### DATA FOR THIS EXERCISE

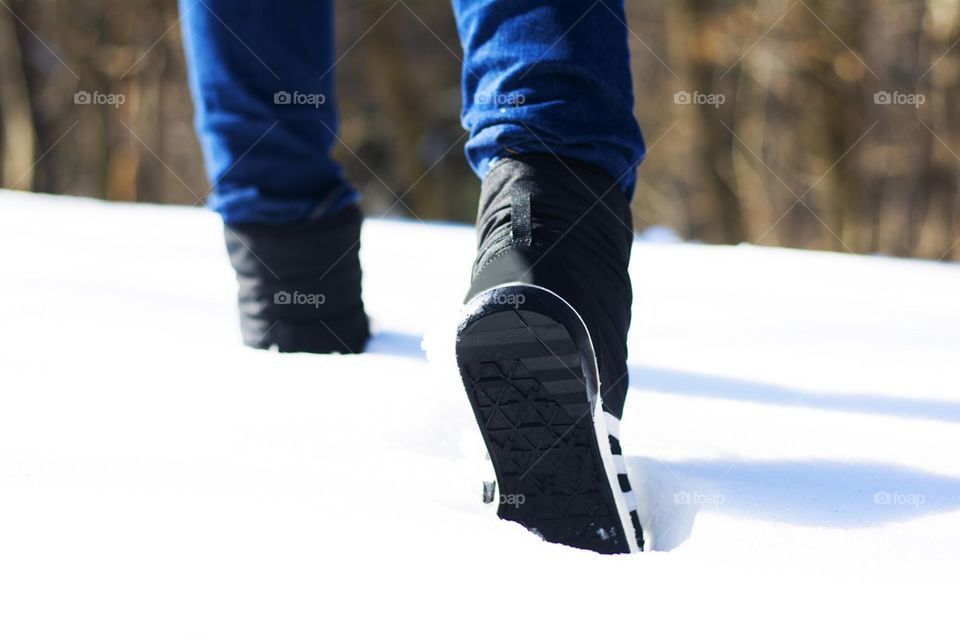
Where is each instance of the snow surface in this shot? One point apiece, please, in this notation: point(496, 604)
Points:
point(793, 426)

---

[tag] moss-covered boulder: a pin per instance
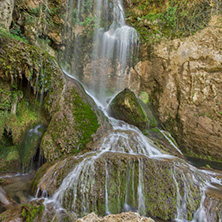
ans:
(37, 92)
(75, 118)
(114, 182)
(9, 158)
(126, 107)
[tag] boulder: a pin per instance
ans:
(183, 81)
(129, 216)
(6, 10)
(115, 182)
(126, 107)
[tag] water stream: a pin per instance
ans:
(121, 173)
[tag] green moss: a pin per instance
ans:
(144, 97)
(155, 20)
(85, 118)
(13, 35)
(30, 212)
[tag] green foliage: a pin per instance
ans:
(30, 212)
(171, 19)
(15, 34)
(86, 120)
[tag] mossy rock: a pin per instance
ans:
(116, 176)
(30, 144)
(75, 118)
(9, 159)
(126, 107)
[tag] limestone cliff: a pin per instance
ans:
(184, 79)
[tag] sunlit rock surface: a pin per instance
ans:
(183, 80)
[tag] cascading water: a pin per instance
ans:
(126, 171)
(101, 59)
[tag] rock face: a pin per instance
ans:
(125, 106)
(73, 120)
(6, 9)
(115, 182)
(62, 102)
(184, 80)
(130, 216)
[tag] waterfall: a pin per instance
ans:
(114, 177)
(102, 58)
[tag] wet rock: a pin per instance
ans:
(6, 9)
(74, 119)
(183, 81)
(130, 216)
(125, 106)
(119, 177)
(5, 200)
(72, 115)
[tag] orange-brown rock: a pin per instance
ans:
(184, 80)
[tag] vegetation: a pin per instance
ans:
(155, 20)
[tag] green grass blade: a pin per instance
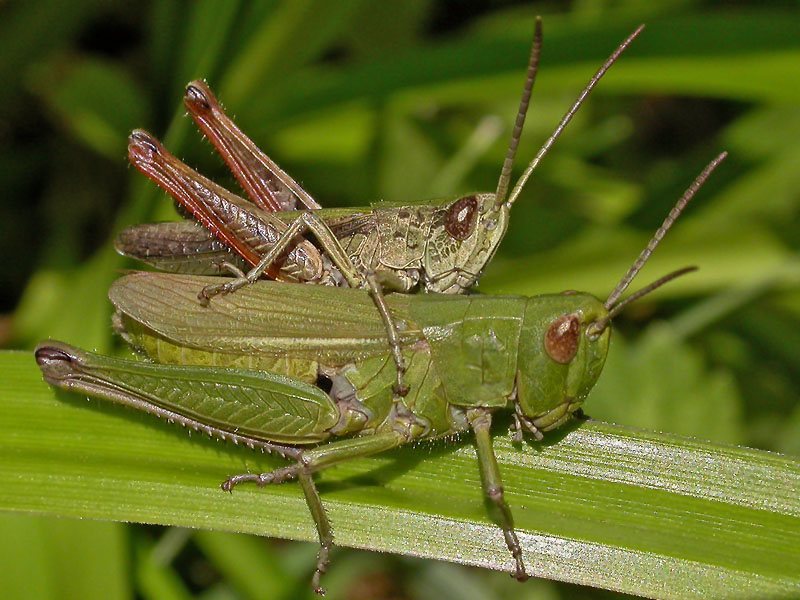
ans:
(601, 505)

...

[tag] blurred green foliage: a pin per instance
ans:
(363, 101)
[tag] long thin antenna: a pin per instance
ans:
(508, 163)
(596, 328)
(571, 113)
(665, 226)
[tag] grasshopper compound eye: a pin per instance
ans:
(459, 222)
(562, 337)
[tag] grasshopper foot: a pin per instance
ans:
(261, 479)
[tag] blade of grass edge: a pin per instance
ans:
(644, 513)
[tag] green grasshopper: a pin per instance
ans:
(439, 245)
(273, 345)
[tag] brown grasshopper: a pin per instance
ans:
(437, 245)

### TASK BRIEF
Indicate how many lines of the material include the word "grasshopper"; the number alone is required.

### WRITTEN RESPONSE
4